→ Provided entries
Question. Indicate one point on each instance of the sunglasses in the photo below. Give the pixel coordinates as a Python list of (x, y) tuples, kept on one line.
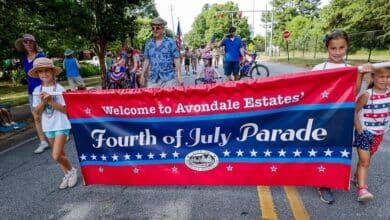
[(28, 42), (156, 28)]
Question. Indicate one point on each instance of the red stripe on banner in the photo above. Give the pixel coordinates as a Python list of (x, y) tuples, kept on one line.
[(274, 174), (228, 97)]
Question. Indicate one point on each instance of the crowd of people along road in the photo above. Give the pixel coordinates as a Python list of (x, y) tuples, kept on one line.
[(372, 114)]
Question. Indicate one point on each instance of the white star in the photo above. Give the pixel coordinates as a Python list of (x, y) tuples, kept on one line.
[(267, 153), (114, 157), (163, 155), (253, 153), (83, 157), (150, 156), (324, 94), (312, 153), (240, 153), (127, 156), (297, 153), (87, 110), (175, 154), (282, 153), (345, 153), (328, 153)]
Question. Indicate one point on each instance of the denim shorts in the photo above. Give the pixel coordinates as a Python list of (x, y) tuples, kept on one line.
[(230, 67), (53, 134), (367, 141)]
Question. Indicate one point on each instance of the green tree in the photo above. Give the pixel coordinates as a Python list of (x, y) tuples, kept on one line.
[(358, 17), (215, 20)]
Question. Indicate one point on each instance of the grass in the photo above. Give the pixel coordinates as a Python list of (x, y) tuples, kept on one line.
[(17, 95)]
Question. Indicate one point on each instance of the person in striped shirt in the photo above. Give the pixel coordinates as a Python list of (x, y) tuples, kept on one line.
[(372, 115)]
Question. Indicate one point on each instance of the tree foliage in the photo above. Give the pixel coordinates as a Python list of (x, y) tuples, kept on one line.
[(214, 20), (80, 24)]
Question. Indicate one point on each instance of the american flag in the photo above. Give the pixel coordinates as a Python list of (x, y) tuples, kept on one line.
[(178, 36)]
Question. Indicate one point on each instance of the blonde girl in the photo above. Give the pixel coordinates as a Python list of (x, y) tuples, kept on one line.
[(55, 123)]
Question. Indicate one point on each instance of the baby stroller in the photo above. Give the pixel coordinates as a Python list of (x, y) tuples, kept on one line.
[(119, 78)]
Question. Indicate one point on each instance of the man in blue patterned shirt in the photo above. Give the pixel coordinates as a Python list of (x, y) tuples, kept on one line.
[(163, 57)]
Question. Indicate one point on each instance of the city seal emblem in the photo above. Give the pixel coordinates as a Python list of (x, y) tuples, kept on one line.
[(201, 160)]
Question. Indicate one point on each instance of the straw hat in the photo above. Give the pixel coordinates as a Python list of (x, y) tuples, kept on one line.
[(68, 52), (158, 21), (41, 63), (19, 42)]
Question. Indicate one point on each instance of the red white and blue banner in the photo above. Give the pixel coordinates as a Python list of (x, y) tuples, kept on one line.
[(293, 129)]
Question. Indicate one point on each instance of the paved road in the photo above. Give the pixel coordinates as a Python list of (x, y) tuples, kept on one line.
[(29, 190)]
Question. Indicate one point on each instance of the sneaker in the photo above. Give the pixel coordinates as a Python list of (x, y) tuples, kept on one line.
[(355, 182), (364, 195), (65, 180), (42, 147), (72, 177), (326, 195)]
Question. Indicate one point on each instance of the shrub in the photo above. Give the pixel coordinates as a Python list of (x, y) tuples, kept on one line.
[(88, 70), (18, 77)]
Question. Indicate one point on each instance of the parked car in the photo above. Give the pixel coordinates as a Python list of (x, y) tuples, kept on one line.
[(94, 61)]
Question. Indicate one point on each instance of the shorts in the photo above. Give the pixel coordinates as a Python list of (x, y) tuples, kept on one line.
[(53, 134), (163, 84), (367, 141), (230, 67)]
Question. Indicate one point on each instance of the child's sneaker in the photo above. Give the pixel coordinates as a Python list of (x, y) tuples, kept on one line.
[(65, 180), (42, 147), (364, 195), (72, 177), (354, 181)]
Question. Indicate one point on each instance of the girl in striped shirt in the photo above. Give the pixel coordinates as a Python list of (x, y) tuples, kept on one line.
[(372, 115)]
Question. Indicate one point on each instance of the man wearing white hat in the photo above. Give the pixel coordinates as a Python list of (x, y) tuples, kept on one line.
[(72, 69), (163, 57)]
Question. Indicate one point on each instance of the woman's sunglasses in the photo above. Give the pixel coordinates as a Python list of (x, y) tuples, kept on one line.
[(156, 28), (28, 42)]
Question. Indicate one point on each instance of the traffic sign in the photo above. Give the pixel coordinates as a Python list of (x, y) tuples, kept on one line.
[(286, 34)]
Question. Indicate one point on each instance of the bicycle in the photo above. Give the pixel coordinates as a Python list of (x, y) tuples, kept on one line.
[(250, 67), (202, 80), (119, 78)]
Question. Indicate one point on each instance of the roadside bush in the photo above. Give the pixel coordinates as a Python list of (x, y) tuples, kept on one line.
[(87, 70), (18, 77)]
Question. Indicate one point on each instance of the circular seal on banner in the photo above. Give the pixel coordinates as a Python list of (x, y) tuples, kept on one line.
[(201, 160)]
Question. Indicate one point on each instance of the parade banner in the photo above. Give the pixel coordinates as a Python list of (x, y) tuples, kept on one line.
[(294, 129)]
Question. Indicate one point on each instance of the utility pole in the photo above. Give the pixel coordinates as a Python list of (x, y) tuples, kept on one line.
[(270, 38), (266, 30), (173, 24), (253, 20)]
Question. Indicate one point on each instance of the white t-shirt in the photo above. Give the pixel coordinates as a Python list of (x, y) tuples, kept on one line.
[(52, 120), (327, 65)]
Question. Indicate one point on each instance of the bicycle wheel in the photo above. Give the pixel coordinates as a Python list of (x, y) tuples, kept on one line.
[(260, 70)]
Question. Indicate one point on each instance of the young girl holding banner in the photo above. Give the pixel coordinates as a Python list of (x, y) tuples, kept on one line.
[(55, 123), (372, 115), (336, 45)]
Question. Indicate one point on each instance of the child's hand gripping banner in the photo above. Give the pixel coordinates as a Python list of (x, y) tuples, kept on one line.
[(289, 130)]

→ Aim
Copy out the entire listing above, substituting "image coordinates" for every occurrence of "pixel coordinates" and leaving everything else as it is. Leave the pictures out.

→ Output
Question. Indicate one point on each instance of the sunglasses in the photo below. Give the image coordinates as a Python list of (x, y) tuples, kept on one line.
[(28, 42), (156, 28)]
Question. Indicate one point on each instance of the red stripe on banner in the photo above. Give the image coordinates as a Python list of (x, y) tuples, kept on one line.
[(274, 174), (228, 97)]
Question. Indicate one point on each instance of the crowd of people along road in the photo above. Give the image coordinates as a Python list of (x, y) tuples, kept on one line.
[(372, 114)]
Question. Indicate one point on each instance of the white star in the photo above. Give the image coordinates as a Python list of (x, y) tuples, kept on one line.
[(267, 153), (114, 157), (163, 155), (253, 153), (83, 157), (150, 156), (324, 94), (312, 153), (240, 153), (127, 156), (297, 153), (87, 110), (175, 154), (282, 153), (345, 153), (328, 153)]
Question. Indicate one point on each instance of the denim shorts in the photo above. Give the image coordinates as a Python list of (x, y) tuples, kept on one line.
[(230, 67), (53, 134), (367, 141)]
Question. Indicate one point on each instance of the green tree in the photo above. Give the image coordinates as a Python list of (x, y) tuples, kept on one line.
[(358, 17), (215, 20)]
Question. Indicate one point on each instance of the grass in the photo above. Give the image coordinates as a Python list of (x, y) tuples, kept on one line.
[(17, 95)]
Question. Indicate one point on each instance of the person in striped shirt in the photo above. Give the image coordinates as a Python list of (x, y) tuples, kept on one line.
[(372, 115)]
Question. Indicate one point on each instance of the tree foliage in the photo above. Give the image coordinates as a Python list of (x, y) tuples, kept on one line.
[(214, 20), (80, 24)]
Question. Indicate one point on each instance of the american flag in the photo above. Give the image coordinates as a Python list of (x, y) tuples, kept on one line.
[(178, 36)]
Question. Indicate one point on each instance of the blonde girl in the photo above. Give the image coordinates as a Python list of (x, y) tuples, kept on one line.
[(55, 123)]
Question. Indicate one point on each instance of the baby stroller in the photo above. Give the image coordinates as a Python list of (x, y) tuples, kept on one line.
[(119, 78)]
Question. Indicate one point on each instance of the man in blue patterned shirt in the photo above. Give the image coordinates as a Python list of (x, y) tuples, kept on one line.
[(163, 57)]
Question. Indicate one point on each instance of the city seal emblem in the photo above. Give the image coordinates as a Python list of (x, y) tuples, kept on one line.
[(201, 160)]
Question. Indicate one point on each instance of the straw hat in the photo above. Give the image coordinates as a Python list of (x, y) tuples, kept on one line.
[(68, 52), (158, 21), (41, 63), (19, 42)]
Question. Indicate one point on each instance of the red white and blue banner in the photo above. Give the image coordinates as a Python list of (x, y) tuples, kept on one line.
[(293, 129)]
Question. Indicate one point on each instance of the paved road in the photo above. Give the image coordinates as a Python list of (x, y) tuples, kept on one line.
[(29, 190)]
Question. Indicate one point on each instance of the sneaker in the photo above. Give the image coordinates as a Python list of (x, y) tuples, kept on one line.
[(355, 182), (364, 195), (65, 180), (42, 147), (72, 177), (326, 195)]
Question. Indicate one point on each instance of the shrub in the photo above. Give the image coordinates as a Python list of (x, y) tuples, kept on one line.
[(88, 70), (18, 77)]
Question. Indicate one point on each instance of the parked car in the photo above. Give the image coordinates as a Python list of (x, y) tuples, kept on one line.
[(94, 61)]
Question. Indicate one point on each instance of the shorts in the photo above. Give the image coordinates as a Python list of (x, y) tuples, kept on one line.
[(53, 134), (163, 84), (367, 141), (230, 67)]
Question. Indicate one point on each instance of the child's sneaker in the photo above. Give the image coordinates as a Python list of (x, y) tuples, kept on one line.
[(65, 180), (42, 147), (364, 195), (72, 177), (354, 181)]
Question. Indicate one point on each instance of the girl in striped shirt in the photo above. Give the image coordinates as a Python list of (x, y) tuples, kept on one line.
[(372, 115)]
Question. Indicate one point on each instance of the man wearing white hat in the photo above. Give the image coordinates as a Python list of (x, y) tuples, kept on one line.
[(72, 69), (163, 57)]
Question. Indicate one point on each instance of the woman's sunglasses in the photo above. Give the image coordinates as a Python list of (x, y) tuples, kept on one line.
[(156, 28), (28, 42)]
Question. Indicate one point on each instance of the traffic sign in the photo above. Give the image coordinates as a Python list of (x, y) tuples, kept on one line.
[(286, 34)]
Question. Indicate one point on each instance of the bicycle in the photo above. Give the image coordinates as a Python list of (x, y) tuples, kept on one line.
[(250, 67), (202, 80), (119, 78)]
Question. Indicate one point on each instance of the roadside bush in the photo above. Give the image coordinates as a Python list of (x, y) tuples, kept on one line.
[(87, 70), (18, 77)]
Question. Indicate one point on each instance of the circular seal on banner in the photo above. Give the image coordinates as a Python list of (x, y) tuples, kept on one line.
[(201, 160)]
Question. Indicate one point on each instance of the parade banner in the photo above. Give the image coordinates as a Python list of (x, y) tuples, kept on one line.
[(294, 129)]
Question. Indicate one point on each instance of the utility pole in the photo above. Give the image coordinates as a Python list of (x, y) tuples, kept on one line.
[(270, 38), (266, 30), (173, 24), (253, 20)]
Question. Indicate one point on each instance of the white t-shirt in the photo above. Give the image coordinates as a Python list of (x, y) tuples, kept on one line.
[(52, 120), (327, 65)]
Question. Indicate one point on each instance of the bicycle wheel in the photo above. Give the image coordinates as a Python list of (x, y) tuples, kept on one line.
[(260, 70)]
Question. Indicate one point on each instance of the young girl holding banner in the photo above. Give the image coordinates as a Python list of (x, y) tuples, kept on one line.
[(55, 123), (372, 115), (336, 45)]
Question. Indicate one point on each instance of the child's hand gripping banner in the photo above. Give the image coordinates as a Python list of (x, y) tuples, kept on one line.
[(289, 130)]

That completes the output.